» **Compiti**:
1. Elenca i fattori che, secondo il testo sulla gabbia di Faraday, limitano l'effetto schermante.
2. Trascrivi parola per parola il testo sulla gabbia di Faraday da "Se però si considerano" fino a "le alte frequenze." incluso.
3. Per favore, prosegui il testo sulla gabbia di Faraday dal punto in cui si ferma.

── Brano fornito

Gabbia di Faraday (Museo MITI)

Grande gabbia di Faraday.
Nell`inventario del 1956, risulta acquistata dalla ditta Ing. Ugo De Lorenzo & Co.- Milano il 26 agosto del 1963; al n° 3466 si legge: “Gabbia schermata completa di 2 filtri”. Costo ₤ 2.500.000.
Destinata a Radiotecnica, era usata per attenuare l`influenza di fattori esterni quando si eseguivano il controllo della sintonia di apparecchi radio o prove e misure su circuiti particolari.
Spiegheremo qui di seguito perché non parliamo di assenza di disturbi elettromagnetici esterni.
Le gabbie di questo tipo prendono il nome da M. Faraday, il quale nel 1836 osservò che in un conduttore cavo elettricamente carico le cariche si concentrano sulla superficie esterna e non hanno alcuna influenza su ciò che si trova all`interno.
Inoltre, se è presente una carica elettrica al suo interno, questa si manifesta all`esterno, a meno che la gabbia non venga messa a terra; in tal caso infatti essa, osservata dall`esterno, risulta sempre neutra.
Quanto detto vale per i campi elettrostatici.
Per avere spiegazioni più dettagliate il lettore può consultare le schede relative al Pozzo di Beccaria-Faraday e alla Sfera di Beccaria-Coulomb nel settore dedicato ala Fisica.
Se però si considerano i campi elettromagnetici l`effetto è spiegabile in modo diverso.
Un campo elettromagnetico che incide sulla superficie conduttrice vi induce un movimento di cariche (corrente elettrica) tale da opporsi al campo inducente e questo impedisce alle onde elettromagnetiche di attraversarla, sia verso l`interno che verso l`esterno, ma entro certi limiti.
Infatti l`effetto schermante è limitato dalla resistenza elettrica del materiale che, per effetto Joule, riduce l`entità delle correnti indotte.
Alcuni materiali conduttori presentano, inoltre, il fenomeno del ferromagnetismo, che limita l`effetto schermante alle basse frequenze.
La profondità a cui il campo elettromagnetico riesce a penetrare è descritta dall`effetto pelle.
Anche la larghezza delle maglie che costituiscono la grande gabbia delle foto, limita la schermatura per le alte frequenze.
Facciamo un esempio.
Premesso che la sensibilità dei moderni ricevitori usati nei comuni telefonini è notevole, per schermare il telefonino in ricezione bisogna introdurlo in una scatola completamente metallica, senza la minima apertura e con le pareti spesse non meno di 3-4 mm.
Noi abbiamo provato a chiamare dall`esterno di questa gabbia un telefonino posto al suo interno e abbiamo constatato che riceveva molto bene, considerato che in questa zona di Fermo l`intensità del campo è notevole. Inoltre si riesce a conversare anche chiamando dal suo interno.
Il lettore che disponga di un comune forno a microonde può sperimentare quanto detto, ovviamente col forno spento.

────
── Contenuto dei record

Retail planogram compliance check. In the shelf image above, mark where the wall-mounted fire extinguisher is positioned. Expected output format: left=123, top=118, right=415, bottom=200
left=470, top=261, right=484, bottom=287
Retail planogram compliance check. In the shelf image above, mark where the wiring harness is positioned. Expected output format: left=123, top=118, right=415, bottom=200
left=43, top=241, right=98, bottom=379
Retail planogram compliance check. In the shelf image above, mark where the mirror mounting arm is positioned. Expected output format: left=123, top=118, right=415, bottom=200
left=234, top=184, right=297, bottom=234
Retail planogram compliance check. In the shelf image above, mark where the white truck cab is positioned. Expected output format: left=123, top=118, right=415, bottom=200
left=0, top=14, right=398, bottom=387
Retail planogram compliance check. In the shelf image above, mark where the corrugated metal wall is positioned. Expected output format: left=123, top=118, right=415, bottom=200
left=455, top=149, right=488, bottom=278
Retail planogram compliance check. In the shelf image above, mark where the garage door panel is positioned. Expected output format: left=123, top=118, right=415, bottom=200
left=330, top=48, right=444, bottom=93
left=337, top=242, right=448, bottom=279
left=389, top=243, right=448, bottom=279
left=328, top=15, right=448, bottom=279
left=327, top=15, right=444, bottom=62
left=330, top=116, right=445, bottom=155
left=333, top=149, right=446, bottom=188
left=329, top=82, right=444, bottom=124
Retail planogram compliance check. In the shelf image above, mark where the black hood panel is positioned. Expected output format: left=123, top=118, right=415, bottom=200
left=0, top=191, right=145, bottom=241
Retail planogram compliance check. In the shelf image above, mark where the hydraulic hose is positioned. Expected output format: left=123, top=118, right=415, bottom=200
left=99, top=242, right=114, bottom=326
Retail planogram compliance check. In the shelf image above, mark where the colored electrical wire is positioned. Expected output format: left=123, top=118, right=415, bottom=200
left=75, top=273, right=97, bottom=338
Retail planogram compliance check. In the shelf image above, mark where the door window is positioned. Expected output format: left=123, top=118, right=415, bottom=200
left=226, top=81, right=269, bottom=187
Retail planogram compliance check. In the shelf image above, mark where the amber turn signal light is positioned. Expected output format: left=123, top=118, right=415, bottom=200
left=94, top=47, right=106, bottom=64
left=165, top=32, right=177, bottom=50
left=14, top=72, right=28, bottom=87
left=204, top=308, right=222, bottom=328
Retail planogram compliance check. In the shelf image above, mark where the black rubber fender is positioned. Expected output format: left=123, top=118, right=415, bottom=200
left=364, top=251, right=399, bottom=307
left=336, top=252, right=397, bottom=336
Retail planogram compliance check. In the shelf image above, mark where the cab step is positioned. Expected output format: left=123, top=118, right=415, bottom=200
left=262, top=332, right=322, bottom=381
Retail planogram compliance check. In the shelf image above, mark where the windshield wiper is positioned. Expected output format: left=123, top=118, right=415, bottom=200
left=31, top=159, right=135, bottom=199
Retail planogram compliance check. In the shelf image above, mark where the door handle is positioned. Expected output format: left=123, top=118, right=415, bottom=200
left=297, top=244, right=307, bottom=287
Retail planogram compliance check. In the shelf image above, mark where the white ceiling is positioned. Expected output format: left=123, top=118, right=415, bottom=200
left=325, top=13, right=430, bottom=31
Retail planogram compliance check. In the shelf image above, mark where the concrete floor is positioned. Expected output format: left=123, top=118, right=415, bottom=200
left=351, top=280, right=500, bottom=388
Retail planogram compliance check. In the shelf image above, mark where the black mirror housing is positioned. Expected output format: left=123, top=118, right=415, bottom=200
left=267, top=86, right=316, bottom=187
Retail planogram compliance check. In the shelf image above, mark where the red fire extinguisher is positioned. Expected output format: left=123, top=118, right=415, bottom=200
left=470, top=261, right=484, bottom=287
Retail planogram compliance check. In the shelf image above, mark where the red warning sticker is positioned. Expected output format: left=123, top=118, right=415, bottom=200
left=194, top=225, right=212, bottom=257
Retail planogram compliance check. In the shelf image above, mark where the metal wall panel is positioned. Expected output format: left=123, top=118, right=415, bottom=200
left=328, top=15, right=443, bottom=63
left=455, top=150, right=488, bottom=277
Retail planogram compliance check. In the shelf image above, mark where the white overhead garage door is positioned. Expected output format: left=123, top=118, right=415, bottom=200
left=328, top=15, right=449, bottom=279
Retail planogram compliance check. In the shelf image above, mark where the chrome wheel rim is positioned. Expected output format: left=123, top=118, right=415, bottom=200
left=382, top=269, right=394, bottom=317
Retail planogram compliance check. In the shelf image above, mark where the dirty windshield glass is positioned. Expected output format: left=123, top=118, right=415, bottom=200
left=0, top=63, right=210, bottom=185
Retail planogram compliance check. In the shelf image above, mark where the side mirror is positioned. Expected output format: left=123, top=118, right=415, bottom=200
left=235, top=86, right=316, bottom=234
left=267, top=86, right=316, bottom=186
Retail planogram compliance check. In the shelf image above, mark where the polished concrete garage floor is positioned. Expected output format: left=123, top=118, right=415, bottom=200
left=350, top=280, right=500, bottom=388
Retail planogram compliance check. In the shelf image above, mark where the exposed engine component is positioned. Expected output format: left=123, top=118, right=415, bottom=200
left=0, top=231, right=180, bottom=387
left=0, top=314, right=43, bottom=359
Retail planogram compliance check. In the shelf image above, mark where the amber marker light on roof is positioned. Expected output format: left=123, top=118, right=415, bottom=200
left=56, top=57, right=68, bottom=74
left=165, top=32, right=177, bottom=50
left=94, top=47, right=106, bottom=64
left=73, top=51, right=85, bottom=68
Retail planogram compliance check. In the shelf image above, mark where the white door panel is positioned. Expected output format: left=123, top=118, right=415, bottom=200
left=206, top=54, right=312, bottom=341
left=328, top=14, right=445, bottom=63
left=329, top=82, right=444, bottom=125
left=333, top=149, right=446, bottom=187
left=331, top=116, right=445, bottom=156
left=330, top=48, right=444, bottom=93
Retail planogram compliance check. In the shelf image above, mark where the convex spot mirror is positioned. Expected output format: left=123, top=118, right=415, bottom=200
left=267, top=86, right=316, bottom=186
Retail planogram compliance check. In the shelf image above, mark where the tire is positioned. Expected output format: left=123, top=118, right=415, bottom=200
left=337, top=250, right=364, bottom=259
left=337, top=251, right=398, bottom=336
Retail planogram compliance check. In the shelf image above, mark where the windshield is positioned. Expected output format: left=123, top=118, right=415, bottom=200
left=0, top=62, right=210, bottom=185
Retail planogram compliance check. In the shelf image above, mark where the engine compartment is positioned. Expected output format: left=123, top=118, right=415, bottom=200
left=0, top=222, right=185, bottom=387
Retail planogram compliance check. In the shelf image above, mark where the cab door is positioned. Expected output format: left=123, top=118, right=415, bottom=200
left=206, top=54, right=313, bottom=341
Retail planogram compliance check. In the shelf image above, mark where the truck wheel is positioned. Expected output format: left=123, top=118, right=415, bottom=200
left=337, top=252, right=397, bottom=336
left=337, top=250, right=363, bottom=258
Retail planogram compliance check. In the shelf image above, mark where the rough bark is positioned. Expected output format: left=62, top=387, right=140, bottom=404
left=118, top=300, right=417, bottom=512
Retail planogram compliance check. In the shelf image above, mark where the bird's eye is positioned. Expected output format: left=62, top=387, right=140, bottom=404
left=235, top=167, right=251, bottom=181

────

» **Risposte**:
1.
- La resistenza elettrica del materiale, che per effetto Joule riduce l'entità delle correnti indotte
- Il ferromagnetismo di alcuni materiali conduttori, che limita l'effetto schermante alle basse frequenze
- La larghezza delle maglie della gabbia, che limita la schermatura per le alte frequenze

2.
Se però si considerano i campi elettromagnetici l`effetto è spiegabile in modo diverso.
Un campo elettromagnetico che incide sulla superficie conduttrice vi induce un movimento di cariche (corrente elettrica) tale da opporsi al campo inducente e questo impedisce alle onde elettromagnetiche di attraversarla, sia verso l`interno che verso l`esterno, ma entro certi limiti.
Infatti l`effetto schermante è limitato dalla resistenza elettrica del materiale che, per effetto Joule, riduce l`entità delle correnti indotte.
Alcuni materiali conduttori presentano, inoltre, il fenomeno del ferromagnetismo, che limita l`effetto schermante alle basse frequenze.
La profondità a cui il campo elettromagnetico riesce a penetrare è descritta dall`effetto pelle.
Anche la larghezza delle maglie che costituiscono la grande gabbia delle foto, limita la schermatura per le alte frequenze.

3.
È noto che il forno a microonde ha al suo interno un magnetron che trasmette ad una frequenza di 2,45 GHz con una potenza dell`ordine di 800 -1000 W.
Eppure la ditte costruttrici garantiscono (e giustamente) la sua sicurezza per l`utente, sempre che il forno sia integro e in buono stato.
Insomma la scatola interna, compreso lo sportello, oltre ad essere un risuonatore, è una gabbia di Faraday e dunque si può essere indotti a pensare che essa sia in grado di schermare un telefonino, il quale normalmente usa frequenze minori ma non di molto (dell`ordine di 0,9/2,1 GHz) di quella del magnetron del forno.
Ebbene, posto il telefonino al suo interno, basta chiamarlo per sentirlo squillare.
Come si è detto, i telefonini hanno una sensibilità molto elevata e riescono a ricevere onde radio anche molto attenuate.
Un avvertimento è doveroso: quando viceversa si chiama col telefonino da un ambiente schermato, esso automaticamente aumenta la sua potenza in trasmissione e potrebbe essere pericoloso per la salute di chi lo usa.
Si eviti di chiamare in simili situazioni; è bene farlo in zone aperte.
Con questa gabbia abbiamo eseguito una semplice prova: ci siamo chiusi al suo interno con una comune radiolina portatile ricevente in modulazione di frequenza; col risultato che si ascoltava bene una radio locale situata molto vicina che trasmetteva sui 101 MHz, e molto più debolmente un`altra radio locale.
Se ne conclude che essa scherma efficacemente solo le onde radio medie in modulazione di ampiezza.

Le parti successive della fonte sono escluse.